The field of cognitive science consists of an interdisciplinary study of the structures of the human mind. These structures include our sensory/perceptual apparatus, such as vision, audition, olfaction; internal mental processes such as language, thinking, reasoning and problem solving; motor control and the organization of skilled behavior such as speech and musical performance; memory; consciousness; attention; and many other aspects of mind. All of these subfields are clearly intertwined. Disciplines included are psychology, biology, neuroscience, philosophy, anthropology, linguistics, sociology, and computer science; more recently, the academic music world has devoted some of its resources to the study of the cognitive science of music.

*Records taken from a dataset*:
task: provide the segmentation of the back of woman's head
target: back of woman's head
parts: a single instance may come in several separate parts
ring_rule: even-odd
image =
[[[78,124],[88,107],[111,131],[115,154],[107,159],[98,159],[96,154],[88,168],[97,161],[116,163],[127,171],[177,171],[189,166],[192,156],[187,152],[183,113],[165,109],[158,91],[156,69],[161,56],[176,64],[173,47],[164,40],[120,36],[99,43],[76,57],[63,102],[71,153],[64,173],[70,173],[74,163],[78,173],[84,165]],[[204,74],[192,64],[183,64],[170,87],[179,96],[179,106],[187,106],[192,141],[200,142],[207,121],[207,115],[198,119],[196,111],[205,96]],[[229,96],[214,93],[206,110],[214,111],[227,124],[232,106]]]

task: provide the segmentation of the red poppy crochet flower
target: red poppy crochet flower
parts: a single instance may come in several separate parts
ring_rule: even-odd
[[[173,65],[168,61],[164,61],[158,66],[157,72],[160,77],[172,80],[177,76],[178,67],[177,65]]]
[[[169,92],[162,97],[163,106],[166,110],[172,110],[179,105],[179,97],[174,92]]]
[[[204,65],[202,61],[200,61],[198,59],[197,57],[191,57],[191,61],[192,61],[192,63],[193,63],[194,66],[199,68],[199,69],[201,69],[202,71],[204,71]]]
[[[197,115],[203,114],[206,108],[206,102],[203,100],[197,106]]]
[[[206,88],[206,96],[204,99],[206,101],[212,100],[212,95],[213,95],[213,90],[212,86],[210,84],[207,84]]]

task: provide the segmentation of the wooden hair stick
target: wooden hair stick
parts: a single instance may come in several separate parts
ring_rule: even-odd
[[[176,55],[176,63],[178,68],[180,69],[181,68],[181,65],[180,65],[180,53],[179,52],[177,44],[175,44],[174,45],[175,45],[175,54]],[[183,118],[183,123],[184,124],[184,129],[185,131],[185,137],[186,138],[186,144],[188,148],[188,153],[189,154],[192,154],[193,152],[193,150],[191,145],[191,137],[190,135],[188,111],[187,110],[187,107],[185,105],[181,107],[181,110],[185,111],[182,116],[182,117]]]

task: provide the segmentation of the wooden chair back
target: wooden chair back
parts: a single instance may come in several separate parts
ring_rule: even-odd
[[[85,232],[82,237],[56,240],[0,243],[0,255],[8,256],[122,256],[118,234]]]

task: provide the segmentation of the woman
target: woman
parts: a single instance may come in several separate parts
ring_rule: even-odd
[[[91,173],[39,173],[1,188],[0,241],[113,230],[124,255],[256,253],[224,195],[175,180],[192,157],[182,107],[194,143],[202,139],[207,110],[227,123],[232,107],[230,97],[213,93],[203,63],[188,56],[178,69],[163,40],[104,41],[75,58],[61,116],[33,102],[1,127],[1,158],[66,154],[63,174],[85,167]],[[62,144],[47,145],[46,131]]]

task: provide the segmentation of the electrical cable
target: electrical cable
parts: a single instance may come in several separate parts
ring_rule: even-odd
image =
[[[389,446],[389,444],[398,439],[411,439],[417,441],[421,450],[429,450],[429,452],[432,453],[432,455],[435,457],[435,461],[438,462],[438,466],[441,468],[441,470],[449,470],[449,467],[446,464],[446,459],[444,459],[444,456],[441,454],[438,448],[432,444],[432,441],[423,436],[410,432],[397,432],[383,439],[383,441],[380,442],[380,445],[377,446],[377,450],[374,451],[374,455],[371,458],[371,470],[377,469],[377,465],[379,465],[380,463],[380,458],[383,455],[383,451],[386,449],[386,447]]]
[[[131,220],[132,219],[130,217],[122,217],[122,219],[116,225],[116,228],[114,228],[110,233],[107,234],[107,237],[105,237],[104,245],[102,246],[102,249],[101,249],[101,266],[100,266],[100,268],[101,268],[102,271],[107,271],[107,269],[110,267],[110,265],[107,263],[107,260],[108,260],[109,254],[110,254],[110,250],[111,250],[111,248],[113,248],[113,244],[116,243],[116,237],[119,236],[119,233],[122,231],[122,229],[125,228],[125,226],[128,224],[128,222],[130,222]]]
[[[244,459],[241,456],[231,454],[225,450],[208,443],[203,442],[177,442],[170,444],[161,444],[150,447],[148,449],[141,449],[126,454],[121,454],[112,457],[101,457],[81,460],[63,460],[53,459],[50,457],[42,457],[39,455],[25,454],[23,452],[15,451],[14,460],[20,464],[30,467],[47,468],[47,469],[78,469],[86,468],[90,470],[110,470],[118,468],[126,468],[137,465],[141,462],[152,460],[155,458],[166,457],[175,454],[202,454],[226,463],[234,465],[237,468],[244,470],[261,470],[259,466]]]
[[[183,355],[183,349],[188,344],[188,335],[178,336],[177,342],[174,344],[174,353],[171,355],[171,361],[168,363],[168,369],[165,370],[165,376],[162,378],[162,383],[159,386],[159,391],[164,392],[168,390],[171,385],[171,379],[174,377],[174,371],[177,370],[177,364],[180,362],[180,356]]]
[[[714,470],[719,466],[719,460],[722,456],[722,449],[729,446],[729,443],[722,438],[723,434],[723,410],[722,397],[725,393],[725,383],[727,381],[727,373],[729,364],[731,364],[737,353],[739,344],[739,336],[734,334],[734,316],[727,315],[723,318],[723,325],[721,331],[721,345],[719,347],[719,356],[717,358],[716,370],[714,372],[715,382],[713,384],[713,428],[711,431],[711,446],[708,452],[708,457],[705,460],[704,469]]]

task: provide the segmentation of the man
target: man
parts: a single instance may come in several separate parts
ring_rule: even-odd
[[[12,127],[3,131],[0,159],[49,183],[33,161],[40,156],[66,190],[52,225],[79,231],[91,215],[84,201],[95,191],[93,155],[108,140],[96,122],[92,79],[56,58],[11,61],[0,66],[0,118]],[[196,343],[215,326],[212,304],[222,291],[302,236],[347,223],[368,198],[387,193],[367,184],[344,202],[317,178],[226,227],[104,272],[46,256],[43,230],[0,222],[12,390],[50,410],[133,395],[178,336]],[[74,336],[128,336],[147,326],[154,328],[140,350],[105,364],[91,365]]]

*WORK ORDER 1*: Name every discipline that the passage on cognitive science says is included in the field.
*WORK ORDER 2*: According to the passage on cognitive science, what does the field consist of?
*WORK ORDER 3*: Extend the passage on cognitive science with a few more sentences, starting right after its last one.
The listing plays no part in the work that comes next.

*WRITTEN ANSWER 1*: Psychology, biology, neuroscience, philosophy, anthropology, linguistics, sociology, and computer science.

*WRITTEN ANSWER 2*: It consists of an interdisciplinary study of the structures of the human mind.

*WRITTEN ANSWER 3*:
Often the claim is made that cognition is information processing: ”Cognitive science is the study of information processing, and insofar as a discipline studies that, then it is part of cognitive science.” (Hardcastle 1996: 8) This claim is true in the most general sense, in that the mind is continually taking in information and dealing with it in some way. In the past, the further claim was made that the mind is merely an example of a formal symbol-manipulating device that executes mental programs, where any such device would do (e.g. von Neumann 1951). As such, it was assumed that one could ignore the physical and biochemical particulars of the brain. Theories of mental processes then consisted of abstract mathematical models that had the correct input-output characteristics and various functional or causal relations. This kind of theorizing suggested a fundamental dichotomy that was assumed between the body and the mind – a problematic dichotomy that dates back to Plato.
Overall, the field of cognitive science consists of research on parallel fronts: to name a few, we have the neuroscientific study of the structure of the brain, the psychological study of mental abstractions, and the socioanthropological study of the shaping of these mental structures by culture.